>> start Extract to read
Rodgers & Buffington for respondent.

BRUERE, C. Allen, P. J., and Becker and Daues, JJ., concur.

OPINION

BRUERE, C.

--This is a suit in equity, brought by School District No. 42 of Audrain county against School District No. 45 of said county, to set aside, cancel and annul the finding and decision of a board of arbitration changing the boundary line between said two districts. Upon trial of the issues in the case, judgment was rendered for the defendant and plaintiff prosecutes the appeal.

It appears that pursuant to the provisions of section 11201, Revised Statutes of Missouri, 1919, a petition was presented to the district clerk of each of said school districts, for the purpose of submitting to the voters of said districts a proposition to change the boundary line between these two districts, so that seventy-five acres of territory, situated within district No. 42 and on which Messrs. Herndon and Oestreich lived with their families, would be attached to district No. 45. That thereupon the clerks of each of said districts posted the required notices in each district, as required by said statute, and at the annual school meetings in the two districts, a majority of the voters of district No. 42 voted against said proposition and a majority of the voters of district No. 45 voted in favor thereof. An appeal was filed, within the time prescribed in the statute, with the county superintendent of public schools and that officer, in accordance with the statute, appointed four disinterested men, resident taxpayers of Audrain county, to constitute together with himself a board of arbitration to consider the necessity for such proposed change and render a decision thereon. The board of arbitration found that there was a good cause and a necessity for a change in the boundary sought, and ordered a change of boundary lines to be made in accordance therewith.

The petition states that the order and judgment of said board of arbitration is fraudulent and void and that said board was without jurisdiction to make the same. The grounds assigned therein, and urged here, for setting aside the judgment of said board are as follows:

"The territory, described in the said petition signed by the ten taxpayers of said districts, did not have any children or a child in said territory of school age at the time of the signing of said petition or since said time, and said territory was not separated from the remainder of district 42 by any stream of running water and was not an island in any navigable stream in this State, which facts were well known to the said petitioners at the time of signing and presenting their said petition to the clerks of said school districts aforesaid. That the attempted change of boundary line does not and did not change any child of school age from district 42 to district No. 45 by reason of said changes; that said pretended change simply added to district No. 45 and took from district No. 42 the said territory merely for the acquisition of valuable territory by district No. 45 in violation of the Statutes of Missouri.
>> end Extract to read
>> start Excerpted data
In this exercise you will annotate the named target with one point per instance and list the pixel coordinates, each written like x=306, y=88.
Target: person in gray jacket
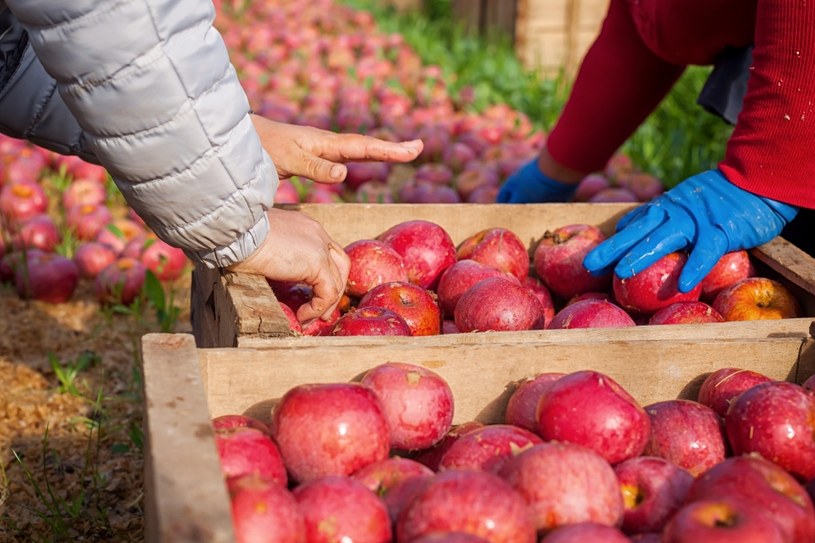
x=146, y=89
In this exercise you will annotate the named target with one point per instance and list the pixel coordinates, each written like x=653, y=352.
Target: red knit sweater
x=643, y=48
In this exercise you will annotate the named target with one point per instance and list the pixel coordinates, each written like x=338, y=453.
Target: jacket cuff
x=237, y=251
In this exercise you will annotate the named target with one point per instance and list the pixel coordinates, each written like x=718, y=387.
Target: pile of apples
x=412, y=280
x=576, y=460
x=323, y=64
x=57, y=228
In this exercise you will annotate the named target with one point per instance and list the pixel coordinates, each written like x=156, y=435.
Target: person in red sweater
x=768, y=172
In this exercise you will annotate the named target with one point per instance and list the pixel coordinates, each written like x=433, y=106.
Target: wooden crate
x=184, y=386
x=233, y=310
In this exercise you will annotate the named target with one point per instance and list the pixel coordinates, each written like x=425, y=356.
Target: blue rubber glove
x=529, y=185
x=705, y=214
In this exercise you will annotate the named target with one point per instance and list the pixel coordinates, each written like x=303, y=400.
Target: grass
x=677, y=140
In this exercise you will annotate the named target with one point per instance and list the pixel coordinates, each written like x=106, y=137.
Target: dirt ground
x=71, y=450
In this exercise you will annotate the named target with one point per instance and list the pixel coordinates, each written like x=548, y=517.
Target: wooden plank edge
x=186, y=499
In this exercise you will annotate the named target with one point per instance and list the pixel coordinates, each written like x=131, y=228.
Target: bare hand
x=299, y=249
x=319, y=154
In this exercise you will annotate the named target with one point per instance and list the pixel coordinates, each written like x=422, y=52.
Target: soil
>> end Excerpted data
>> start Excerpted data
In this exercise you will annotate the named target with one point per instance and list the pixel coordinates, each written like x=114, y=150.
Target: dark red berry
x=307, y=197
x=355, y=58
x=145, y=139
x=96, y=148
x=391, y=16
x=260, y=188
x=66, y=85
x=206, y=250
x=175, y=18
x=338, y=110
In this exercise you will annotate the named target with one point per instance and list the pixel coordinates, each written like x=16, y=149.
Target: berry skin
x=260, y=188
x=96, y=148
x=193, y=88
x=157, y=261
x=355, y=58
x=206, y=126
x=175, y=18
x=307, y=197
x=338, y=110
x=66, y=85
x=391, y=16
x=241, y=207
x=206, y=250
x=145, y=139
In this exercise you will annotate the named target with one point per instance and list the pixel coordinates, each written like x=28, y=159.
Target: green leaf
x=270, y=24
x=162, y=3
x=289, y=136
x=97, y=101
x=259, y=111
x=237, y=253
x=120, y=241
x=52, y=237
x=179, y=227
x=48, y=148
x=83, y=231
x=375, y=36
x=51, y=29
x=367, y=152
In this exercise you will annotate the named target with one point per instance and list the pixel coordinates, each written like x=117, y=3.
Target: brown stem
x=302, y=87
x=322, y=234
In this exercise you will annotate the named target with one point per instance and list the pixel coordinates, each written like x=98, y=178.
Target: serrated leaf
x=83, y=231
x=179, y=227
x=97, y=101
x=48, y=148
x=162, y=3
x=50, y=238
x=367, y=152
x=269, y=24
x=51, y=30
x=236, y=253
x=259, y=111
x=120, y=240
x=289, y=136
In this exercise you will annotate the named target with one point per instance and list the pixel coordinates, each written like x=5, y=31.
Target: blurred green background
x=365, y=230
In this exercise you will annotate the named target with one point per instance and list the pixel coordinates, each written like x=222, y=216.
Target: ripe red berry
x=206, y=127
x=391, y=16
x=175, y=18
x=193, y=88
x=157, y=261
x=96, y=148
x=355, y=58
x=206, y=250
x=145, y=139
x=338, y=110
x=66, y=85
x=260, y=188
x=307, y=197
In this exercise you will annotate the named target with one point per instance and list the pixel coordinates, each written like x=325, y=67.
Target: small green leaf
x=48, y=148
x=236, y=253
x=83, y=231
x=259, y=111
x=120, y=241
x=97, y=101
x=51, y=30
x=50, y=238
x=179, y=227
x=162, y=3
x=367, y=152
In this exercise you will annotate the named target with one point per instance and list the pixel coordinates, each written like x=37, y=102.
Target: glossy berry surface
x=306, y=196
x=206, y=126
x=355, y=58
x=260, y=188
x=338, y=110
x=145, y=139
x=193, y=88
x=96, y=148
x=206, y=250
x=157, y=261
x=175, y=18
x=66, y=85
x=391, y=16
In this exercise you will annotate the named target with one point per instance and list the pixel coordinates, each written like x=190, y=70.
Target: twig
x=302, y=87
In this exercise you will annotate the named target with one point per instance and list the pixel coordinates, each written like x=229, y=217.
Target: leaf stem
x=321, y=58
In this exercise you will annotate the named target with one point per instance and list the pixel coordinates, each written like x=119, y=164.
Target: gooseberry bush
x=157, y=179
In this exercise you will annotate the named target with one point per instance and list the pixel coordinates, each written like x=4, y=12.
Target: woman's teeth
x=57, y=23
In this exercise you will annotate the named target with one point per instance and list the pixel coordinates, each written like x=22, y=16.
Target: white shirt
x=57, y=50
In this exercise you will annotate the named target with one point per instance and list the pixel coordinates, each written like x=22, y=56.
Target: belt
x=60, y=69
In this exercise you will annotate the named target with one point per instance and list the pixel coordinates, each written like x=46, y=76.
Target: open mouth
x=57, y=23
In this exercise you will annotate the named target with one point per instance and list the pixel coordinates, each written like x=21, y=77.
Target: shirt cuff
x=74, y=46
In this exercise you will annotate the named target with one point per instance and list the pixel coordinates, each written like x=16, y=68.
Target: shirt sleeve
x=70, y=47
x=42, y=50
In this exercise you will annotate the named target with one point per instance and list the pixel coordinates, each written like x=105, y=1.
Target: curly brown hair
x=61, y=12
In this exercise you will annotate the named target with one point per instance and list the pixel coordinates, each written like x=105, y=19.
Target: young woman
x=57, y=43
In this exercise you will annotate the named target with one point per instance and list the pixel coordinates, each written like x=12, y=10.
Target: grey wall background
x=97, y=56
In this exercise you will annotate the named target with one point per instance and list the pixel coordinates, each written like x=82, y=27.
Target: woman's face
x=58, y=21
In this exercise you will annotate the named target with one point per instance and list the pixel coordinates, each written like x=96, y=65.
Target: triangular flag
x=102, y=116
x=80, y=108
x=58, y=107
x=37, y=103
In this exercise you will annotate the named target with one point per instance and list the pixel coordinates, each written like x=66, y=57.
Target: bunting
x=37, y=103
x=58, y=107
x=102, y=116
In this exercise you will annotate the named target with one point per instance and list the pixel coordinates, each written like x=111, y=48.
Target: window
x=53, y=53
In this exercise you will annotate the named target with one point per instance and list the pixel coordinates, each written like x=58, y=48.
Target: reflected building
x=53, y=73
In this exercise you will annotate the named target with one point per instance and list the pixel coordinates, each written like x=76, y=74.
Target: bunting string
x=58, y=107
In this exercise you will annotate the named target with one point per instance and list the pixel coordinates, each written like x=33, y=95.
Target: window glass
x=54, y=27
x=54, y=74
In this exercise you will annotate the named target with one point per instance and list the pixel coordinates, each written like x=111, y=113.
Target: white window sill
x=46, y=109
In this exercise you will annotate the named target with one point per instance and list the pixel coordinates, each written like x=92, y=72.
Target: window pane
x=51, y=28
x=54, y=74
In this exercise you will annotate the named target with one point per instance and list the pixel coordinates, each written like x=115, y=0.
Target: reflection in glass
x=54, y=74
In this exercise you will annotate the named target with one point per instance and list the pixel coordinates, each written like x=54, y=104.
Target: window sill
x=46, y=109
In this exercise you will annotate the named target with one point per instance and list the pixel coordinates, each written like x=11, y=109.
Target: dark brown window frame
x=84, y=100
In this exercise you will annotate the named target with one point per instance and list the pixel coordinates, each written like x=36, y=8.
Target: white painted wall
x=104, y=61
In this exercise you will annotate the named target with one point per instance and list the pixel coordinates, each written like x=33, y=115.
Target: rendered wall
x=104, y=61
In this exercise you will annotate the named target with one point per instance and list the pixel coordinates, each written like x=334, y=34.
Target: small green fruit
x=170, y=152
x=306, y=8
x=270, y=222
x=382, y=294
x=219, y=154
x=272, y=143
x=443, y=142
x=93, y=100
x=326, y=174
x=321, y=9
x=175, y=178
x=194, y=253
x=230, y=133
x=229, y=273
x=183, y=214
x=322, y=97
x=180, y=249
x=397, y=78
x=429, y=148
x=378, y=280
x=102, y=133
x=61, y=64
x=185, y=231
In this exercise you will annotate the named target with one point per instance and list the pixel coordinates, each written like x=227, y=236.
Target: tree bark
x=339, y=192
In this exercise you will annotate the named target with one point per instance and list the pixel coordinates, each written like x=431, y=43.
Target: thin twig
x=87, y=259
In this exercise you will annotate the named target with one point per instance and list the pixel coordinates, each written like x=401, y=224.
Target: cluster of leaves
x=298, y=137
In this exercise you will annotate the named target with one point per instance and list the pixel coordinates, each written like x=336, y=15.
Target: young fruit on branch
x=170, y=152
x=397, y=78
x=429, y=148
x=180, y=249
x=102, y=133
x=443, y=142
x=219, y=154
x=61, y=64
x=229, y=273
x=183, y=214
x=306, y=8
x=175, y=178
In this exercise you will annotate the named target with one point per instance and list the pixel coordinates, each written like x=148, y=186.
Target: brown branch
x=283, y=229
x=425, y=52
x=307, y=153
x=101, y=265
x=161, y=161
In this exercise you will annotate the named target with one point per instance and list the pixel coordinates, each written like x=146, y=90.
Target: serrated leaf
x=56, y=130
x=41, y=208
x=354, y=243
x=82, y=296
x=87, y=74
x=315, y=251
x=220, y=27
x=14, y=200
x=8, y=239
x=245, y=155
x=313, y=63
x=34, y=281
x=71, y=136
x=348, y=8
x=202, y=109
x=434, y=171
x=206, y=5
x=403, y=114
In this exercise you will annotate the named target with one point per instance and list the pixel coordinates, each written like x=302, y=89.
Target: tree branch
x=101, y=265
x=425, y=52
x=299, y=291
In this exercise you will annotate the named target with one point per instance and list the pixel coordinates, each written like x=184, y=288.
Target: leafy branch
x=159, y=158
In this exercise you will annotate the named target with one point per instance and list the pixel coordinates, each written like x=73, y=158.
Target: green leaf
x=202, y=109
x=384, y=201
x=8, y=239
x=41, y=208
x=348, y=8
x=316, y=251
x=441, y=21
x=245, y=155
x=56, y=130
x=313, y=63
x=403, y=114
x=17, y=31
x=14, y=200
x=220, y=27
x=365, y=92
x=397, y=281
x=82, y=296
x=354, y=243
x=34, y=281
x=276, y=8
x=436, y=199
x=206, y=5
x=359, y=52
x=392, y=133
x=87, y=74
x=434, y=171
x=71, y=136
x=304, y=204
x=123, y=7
>> end Excerpted data
>> start Excerpted data
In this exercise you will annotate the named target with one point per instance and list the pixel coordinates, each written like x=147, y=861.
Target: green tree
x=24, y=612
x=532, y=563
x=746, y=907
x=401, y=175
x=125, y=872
>> end Excerpted data
> _Challenge A_
According to the school boundary opinion, how many acres of territory would the proposed change move from district No. 42 to district No. 45?
> _Challenge B_
For each statement, say whether it agrees with the school boundary opinion, and quote the words of the opinion that decide it. (i) At trial, judgment was rendered for the defendant. (ii) A majority of the voters of district No. 42 voted in favor of the proposition. (iii) The county superintendent appointed three men to serve with him on the board of arbitration.
> _Challenge C_
Pick up the school boundary opinion where it stops, and continue it.
The records have no connection to the school boundary opinion.

> _Written response A_
Seventy-five acres.

> _Written response B_
(i) Yes: "judgment was rendered for the defendant"
(ii) No: "a majority of the voters of district No. 42 voted against said proposition"
(iii) No: "appointed four disinterested men"

> _Written response C_
"That said order was void and said board without jurisdiction for the reason that said petition and notice did not definitely and clearly describe the land to be detached from district No. 42 and added to district No 45. They did not state and describe any certain tract of land to be detached or taken from district No. 42 and added to district No. 45. . . . They refer to such territory as said territory owned by Amil Oestreich and Phillip Herndon and now belonging in Macedonia school district 'No. ,' when there was no such district as 'Macedonia district 'No. .' The land ordered to be detached did not belong to said parties, but embraced twenty (20) acres belonging to Barnie Parrish. They did not describe and locate the existing boundary line between said district 42 and 45 and show the proposed change in the same. The petition and notice give but three sides of a tract of land, do not locate the county and State where located and do not state what change is asked for."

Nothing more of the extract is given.